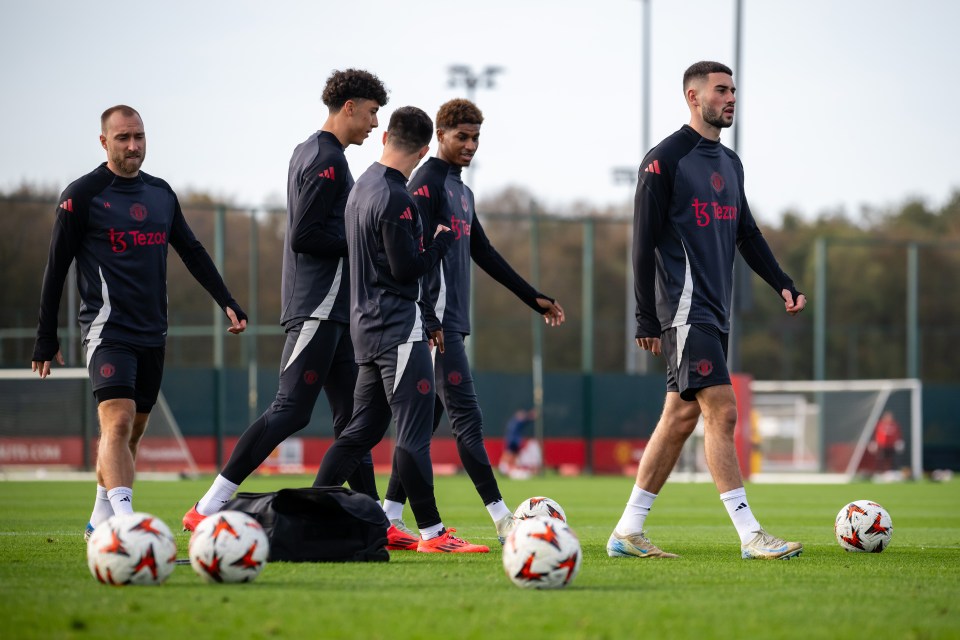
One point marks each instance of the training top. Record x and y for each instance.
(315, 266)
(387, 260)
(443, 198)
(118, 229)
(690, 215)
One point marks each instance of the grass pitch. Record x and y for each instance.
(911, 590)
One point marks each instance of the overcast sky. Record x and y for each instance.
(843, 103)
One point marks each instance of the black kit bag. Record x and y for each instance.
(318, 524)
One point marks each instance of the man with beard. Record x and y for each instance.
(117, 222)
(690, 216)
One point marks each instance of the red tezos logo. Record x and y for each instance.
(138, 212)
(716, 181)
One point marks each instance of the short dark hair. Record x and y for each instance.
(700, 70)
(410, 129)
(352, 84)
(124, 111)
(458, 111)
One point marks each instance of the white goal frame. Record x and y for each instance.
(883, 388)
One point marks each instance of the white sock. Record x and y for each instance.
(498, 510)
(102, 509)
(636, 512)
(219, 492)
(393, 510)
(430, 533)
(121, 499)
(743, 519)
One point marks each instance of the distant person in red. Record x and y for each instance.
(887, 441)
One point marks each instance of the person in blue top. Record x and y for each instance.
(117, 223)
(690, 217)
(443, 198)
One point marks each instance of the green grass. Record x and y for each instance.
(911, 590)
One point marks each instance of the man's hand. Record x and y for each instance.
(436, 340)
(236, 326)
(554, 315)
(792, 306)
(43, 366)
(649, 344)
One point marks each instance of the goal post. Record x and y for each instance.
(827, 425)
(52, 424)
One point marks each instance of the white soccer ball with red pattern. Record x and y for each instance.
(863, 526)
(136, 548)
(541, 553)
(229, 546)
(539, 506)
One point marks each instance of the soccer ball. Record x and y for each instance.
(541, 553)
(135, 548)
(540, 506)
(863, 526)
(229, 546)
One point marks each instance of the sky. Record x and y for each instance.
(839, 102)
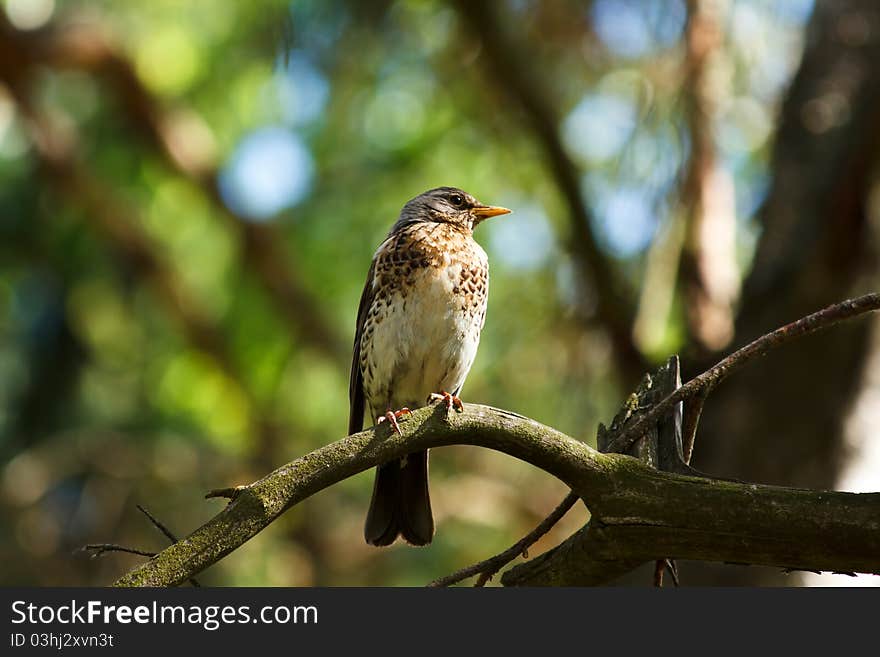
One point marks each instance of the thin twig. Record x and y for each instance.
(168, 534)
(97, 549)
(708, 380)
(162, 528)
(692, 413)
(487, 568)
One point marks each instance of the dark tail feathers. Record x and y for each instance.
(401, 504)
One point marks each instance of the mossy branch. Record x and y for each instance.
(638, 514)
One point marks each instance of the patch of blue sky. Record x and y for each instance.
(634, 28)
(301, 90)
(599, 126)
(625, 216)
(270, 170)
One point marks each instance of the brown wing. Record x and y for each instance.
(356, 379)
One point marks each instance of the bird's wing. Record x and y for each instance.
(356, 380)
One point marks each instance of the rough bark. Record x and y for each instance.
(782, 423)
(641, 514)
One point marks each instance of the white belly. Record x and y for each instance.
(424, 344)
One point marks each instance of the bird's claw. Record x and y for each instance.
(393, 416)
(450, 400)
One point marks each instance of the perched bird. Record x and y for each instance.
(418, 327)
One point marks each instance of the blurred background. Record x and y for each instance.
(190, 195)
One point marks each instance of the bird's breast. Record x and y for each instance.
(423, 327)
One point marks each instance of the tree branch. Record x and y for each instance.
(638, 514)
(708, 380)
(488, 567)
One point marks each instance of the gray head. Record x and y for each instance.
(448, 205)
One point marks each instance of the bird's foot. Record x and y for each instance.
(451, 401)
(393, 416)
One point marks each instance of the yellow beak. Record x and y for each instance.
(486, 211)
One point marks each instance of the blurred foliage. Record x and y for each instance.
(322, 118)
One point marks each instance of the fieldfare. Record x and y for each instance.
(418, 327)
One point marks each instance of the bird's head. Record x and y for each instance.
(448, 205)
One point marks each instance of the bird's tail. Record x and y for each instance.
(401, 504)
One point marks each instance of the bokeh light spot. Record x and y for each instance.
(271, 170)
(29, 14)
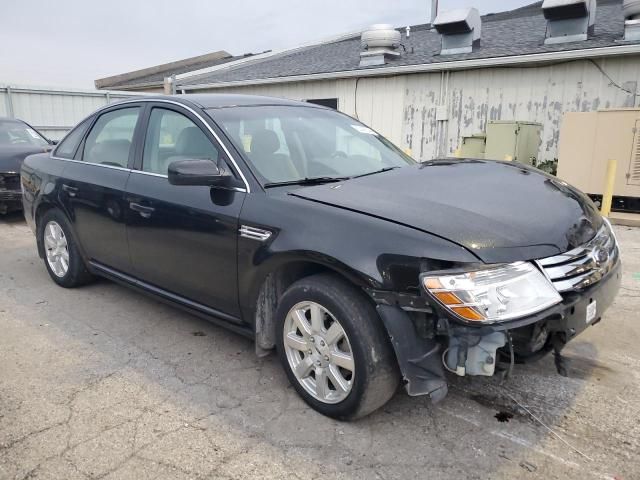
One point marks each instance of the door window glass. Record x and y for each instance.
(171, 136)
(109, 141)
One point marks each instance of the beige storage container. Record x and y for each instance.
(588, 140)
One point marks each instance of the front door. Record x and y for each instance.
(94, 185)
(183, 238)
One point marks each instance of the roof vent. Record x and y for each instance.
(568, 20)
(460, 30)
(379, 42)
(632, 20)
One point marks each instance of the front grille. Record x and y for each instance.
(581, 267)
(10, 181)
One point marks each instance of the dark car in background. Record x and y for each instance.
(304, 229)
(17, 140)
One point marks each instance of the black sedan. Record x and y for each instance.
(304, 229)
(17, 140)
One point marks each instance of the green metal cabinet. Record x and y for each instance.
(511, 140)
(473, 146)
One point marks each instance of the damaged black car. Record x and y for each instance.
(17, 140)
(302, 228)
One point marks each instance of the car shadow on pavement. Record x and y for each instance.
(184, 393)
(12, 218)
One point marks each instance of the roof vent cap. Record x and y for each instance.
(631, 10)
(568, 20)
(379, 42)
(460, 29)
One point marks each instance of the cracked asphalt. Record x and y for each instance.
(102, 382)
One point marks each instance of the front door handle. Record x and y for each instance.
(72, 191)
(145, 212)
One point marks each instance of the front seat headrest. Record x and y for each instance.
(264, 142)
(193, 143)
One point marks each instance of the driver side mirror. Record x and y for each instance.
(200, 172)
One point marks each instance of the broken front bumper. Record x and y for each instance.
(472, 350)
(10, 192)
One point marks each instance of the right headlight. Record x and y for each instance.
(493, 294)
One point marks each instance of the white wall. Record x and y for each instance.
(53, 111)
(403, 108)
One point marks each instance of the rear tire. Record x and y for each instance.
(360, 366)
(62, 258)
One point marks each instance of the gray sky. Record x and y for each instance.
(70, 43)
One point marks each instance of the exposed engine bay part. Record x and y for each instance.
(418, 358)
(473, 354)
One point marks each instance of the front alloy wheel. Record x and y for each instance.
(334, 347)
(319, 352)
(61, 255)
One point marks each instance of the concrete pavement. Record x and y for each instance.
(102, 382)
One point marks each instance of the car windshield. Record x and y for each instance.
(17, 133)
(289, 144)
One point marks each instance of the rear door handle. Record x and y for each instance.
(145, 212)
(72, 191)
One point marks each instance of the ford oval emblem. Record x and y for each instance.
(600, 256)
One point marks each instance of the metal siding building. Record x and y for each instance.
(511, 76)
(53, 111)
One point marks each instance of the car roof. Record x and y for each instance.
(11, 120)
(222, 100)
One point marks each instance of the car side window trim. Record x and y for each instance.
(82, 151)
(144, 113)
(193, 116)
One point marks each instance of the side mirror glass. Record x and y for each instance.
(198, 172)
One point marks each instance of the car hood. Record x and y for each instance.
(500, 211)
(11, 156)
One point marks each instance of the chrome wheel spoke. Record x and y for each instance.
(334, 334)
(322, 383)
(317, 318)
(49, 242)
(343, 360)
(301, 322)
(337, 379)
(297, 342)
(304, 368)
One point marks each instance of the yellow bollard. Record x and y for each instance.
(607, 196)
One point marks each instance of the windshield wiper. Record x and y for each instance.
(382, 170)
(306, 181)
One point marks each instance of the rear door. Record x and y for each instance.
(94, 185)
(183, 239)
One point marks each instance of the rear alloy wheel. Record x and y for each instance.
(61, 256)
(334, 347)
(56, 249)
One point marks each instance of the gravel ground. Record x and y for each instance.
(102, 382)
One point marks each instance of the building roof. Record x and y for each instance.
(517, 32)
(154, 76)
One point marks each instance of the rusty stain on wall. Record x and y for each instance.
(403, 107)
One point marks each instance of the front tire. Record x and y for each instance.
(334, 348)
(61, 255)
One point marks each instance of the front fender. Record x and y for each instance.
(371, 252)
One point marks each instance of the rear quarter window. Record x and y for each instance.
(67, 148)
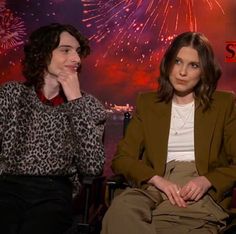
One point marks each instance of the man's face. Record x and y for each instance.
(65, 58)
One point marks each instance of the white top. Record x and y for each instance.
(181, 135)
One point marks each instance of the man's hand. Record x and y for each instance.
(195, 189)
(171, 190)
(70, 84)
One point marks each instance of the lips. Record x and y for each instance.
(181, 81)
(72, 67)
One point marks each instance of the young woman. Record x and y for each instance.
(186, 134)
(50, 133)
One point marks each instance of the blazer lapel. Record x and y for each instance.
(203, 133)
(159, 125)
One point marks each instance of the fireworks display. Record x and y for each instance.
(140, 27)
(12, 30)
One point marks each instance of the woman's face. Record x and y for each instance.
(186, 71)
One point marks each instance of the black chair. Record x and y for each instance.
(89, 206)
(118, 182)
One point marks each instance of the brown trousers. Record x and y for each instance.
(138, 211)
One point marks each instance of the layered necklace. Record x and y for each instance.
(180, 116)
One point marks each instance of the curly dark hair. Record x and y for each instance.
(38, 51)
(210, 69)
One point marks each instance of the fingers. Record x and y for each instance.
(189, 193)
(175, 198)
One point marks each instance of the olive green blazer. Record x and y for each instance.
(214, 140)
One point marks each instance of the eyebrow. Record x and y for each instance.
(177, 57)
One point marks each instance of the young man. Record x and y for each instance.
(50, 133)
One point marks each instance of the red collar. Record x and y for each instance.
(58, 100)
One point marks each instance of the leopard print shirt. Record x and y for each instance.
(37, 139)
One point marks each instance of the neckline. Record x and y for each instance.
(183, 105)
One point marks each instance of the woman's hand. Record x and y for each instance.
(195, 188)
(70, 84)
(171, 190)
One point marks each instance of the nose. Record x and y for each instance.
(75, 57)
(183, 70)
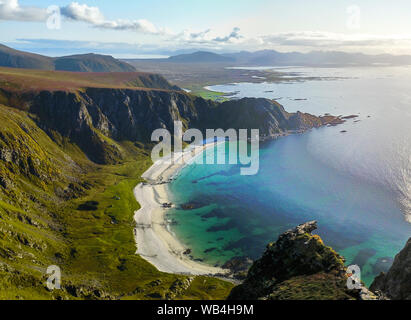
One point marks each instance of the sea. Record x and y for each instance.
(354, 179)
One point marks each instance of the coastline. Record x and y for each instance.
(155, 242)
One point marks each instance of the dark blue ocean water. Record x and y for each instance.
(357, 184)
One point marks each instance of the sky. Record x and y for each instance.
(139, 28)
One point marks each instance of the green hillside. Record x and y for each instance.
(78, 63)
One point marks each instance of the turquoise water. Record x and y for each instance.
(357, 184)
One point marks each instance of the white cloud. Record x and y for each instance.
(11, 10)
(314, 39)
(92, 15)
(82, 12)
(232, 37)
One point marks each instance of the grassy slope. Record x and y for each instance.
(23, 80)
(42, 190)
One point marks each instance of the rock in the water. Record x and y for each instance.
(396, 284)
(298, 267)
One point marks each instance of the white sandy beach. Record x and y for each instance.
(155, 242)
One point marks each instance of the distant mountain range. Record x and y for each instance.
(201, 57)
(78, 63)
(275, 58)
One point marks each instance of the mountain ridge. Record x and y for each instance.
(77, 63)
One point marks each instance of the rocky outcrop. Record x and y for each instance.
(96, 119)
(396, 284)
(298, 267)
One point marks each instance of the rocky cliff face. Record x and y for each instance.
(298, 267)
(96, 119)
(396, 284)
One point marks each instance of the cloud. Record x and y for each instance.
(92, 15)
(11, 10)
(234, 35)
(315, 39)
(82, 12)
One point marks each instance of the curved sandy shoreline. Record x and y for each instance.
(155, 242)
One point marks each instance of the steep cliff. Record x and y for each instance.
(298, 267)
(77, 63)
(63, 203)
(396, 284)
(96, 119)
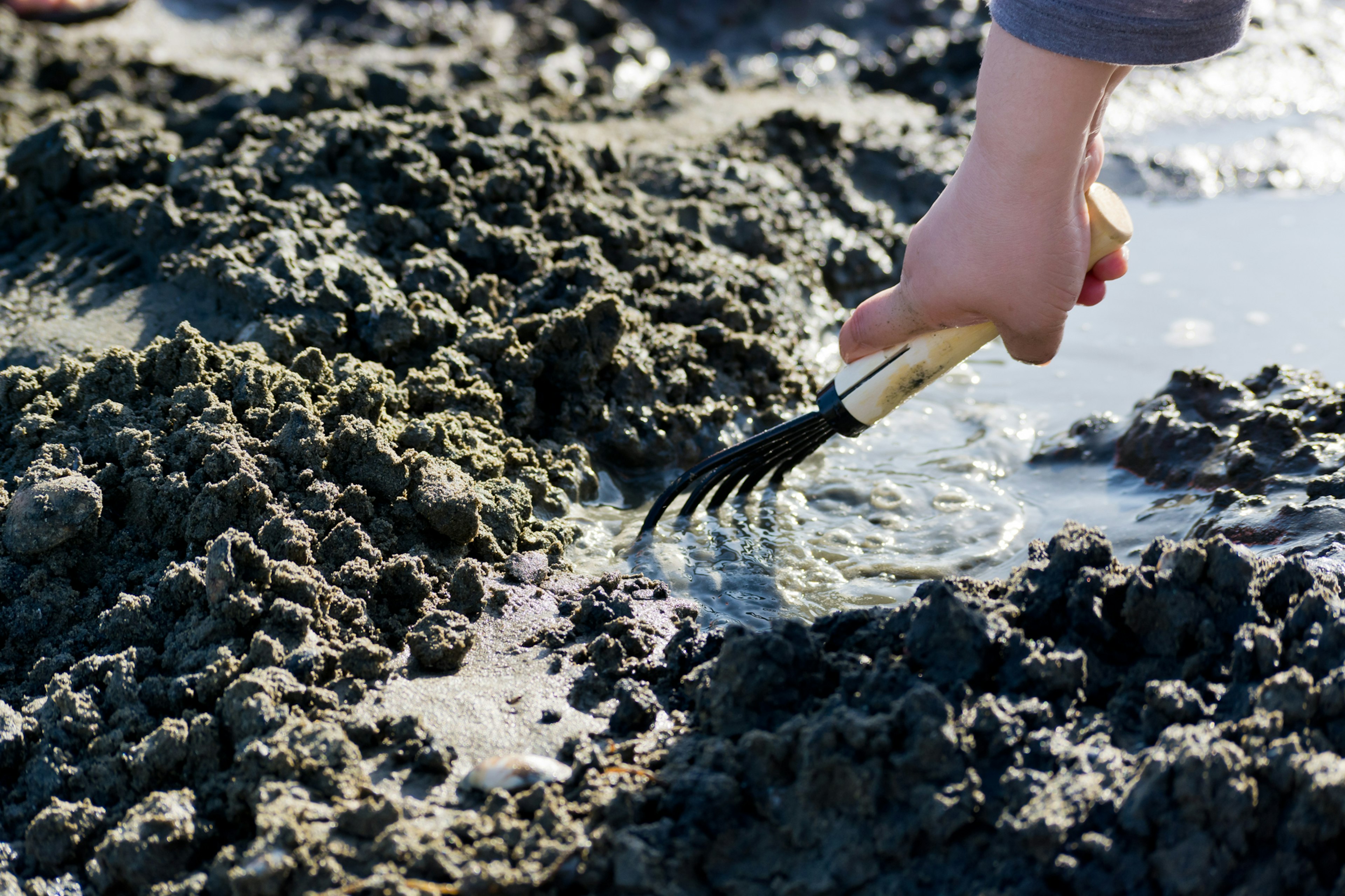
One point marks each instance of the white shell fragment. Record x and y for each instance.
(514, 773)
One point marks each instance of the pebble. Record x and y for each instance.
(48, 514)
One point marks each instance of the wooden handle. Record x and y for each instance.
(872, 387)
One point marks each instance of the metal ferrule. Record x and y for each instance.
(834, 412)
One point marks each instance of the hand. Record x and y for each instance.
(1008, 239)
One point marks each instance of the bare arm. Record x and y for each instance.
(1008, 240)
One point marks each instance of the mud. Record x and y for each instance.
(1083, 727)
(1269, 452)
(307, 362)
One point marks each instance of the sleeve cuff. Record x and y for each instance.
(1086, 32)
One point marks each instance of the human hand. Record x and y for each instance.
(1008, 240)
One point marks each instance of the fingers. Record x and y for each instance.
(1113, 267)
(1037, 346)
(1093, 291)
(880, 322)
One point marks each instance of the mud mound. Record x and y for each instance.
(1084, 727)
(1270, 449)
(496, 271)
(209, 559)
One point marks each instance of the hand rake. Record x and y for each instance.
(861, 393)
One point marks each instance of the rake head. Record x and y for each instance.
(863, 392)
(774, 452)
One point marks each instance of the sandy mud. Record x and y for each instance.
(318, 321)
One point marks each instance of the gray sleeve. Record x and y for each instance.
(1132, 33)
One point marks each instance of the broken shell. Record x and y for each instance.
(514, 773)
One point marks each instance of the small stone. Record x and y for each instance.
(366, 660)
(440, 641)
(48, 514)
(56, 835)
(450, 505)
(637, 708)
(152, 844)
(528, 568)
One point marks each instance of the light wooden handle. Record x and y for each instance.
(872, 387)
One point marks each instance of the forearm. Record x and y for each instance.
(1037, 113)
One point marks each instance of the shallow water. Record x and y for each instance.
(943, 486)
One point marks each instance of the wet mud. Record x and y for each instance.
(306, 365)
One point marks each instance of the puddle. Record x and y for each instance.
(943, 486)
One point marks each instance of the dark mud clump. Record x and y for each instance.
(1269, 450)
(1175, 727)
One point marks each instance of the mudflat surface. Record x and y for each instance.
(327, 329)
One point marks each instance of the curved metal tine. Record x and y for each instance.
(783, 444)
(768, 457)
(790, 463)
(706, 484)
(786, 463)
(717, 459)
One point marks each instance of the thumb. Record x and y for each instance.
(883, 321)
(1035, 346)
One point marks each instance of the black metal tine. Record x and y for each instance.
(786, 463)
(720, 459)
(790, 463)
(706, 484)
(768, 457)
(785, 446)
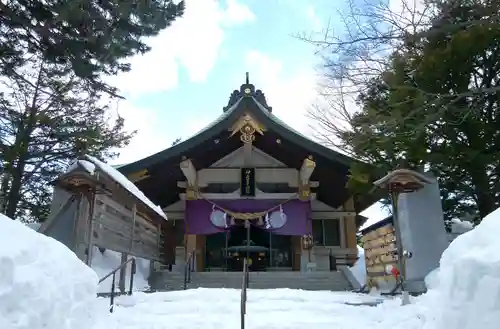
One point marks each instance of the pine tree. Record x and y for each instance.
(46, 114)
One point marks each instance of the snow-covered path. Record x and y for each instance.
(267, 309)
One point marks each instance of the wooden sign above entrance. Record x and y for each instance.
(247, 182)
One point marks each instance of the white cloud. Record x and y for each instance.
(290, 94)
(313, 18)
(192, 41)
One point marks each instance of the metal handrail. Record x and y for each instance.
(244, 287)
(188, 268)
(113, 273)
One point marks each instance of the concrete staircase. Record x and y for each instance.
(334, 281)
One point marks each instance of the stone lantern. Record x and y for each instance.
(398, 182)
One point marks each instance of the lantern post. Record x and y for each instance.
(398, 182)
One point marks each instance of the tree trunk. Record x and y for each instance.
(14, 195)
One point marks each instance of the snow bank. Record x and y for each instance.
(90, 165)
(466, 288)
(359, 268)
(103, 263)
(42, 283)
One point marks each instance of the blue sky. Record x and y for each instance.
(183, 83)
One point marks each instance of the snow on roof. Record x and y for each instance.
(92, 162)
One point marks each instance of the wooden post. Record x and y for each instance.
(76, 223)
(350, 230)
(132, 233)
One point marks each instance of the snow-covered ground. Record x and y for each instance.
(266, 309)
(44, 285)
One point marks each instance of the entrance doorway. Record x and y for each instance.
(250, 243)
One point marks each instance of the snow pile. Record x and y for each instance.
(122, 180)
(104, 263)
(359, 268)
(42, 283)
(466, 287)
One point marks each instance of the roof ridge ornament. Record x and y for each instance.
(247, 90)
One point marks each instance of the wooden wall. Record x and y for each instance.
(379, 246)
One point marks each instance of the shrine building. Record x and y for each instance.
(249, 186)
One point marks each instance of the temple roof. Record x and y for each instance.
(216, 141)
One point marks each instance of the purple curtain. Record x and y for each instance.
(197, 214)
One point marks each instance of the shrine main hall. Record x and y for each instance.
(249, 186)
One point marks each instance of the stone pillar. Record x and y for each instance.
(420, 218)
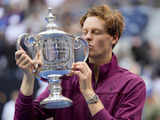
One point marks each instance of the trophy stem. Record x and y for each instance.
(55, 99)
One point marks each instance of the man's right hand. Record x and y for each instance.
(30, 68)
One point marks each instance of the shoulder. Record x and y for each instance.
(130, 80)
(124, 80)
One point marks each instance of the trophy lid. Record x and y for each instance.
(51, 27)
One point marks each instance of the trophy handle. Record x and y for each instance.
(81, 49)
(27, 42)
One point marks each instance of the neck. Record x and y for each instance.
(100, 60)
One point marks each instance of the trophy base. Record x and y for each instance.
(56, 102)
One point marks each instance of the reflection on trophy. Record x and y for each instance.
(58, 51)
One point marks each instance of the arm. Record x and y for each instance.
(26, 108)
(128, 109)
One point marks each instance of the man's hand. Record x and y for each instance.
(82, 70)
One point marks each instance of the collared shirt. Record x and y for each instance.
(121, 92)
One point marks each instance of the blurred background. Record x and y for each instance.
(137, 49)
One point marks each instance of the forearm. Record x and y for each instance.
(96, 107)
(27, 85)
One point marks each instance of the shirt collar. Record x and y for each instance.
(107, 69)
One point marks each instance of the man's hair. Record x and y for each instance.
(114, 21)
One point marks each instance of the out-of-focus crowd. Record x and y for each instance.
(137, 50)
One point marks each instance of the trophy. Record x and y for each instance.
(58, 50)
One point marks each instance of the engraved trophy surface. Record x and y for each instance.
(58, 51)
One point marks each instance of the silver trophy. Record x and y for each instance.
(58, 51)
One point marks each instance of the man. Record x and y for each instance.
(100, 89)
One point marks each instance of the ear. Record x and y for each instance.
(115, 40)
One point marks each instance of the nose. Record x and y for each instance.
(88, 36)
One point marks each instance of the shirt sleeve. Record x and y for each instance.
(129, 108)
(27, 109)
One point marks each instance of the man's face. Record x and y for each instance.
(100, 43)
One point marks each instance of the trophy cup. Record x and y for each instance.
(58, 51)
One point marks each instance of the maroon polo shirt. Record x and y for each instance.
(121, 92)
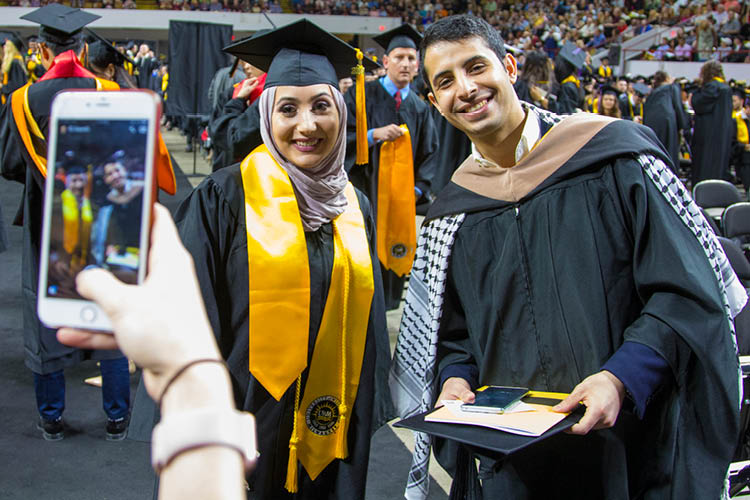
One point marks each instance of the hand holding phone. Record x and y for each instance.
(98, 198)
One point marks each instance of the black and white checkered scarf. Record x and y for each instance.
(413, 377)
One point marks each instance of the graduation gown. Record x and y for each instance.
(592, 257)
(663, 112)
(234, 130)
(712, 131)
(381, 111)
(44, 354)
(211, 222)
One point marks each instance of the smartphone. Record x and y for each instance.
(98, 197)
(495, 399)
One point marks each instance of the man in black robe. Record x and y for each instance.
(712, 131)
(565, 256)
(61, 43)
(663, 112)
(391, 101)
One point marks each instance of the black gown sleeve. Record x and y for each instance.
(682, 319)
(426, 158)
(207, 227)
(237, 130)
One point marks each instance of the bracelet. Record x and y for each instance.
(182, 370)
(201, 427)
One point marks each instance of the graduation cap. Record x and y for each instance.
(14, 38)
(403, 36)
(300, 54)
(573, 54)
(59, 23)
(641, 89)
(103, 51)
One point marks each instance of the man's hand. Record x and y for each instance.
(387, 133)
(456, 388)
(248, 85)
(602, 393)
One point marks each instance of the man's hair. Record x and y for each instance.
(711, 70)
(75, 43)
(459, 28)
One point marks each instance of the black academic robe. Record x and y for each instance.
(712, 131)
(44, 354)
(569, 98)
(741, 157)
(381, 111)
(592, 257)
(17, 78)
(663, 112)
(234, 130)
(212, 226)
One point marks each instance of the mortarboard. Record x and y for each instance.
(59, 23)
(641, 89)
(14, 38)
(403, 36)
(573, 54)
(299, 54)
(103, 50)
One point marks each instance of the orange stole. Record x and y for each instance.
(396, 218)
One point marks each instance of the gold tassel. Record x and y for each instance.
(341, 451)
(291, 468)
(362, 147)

◇ ◇ ◇ ◇ ◇ ◇ ◇

* **What is expected**:
Starting at the line that contains "One point marks each instance of the orange" and continuing through the last line above, write those lines out again, switching "tassel" to "cord" and leaving everything else as it is.

* **Exercise solution**:
One point marks each instance of the orange stole. Record x and y for each instance.
(396, 218)
One point marks each instance of the gold cord. Record x and y for each instance.
(341, 451)
(291, 468)
(362, 147)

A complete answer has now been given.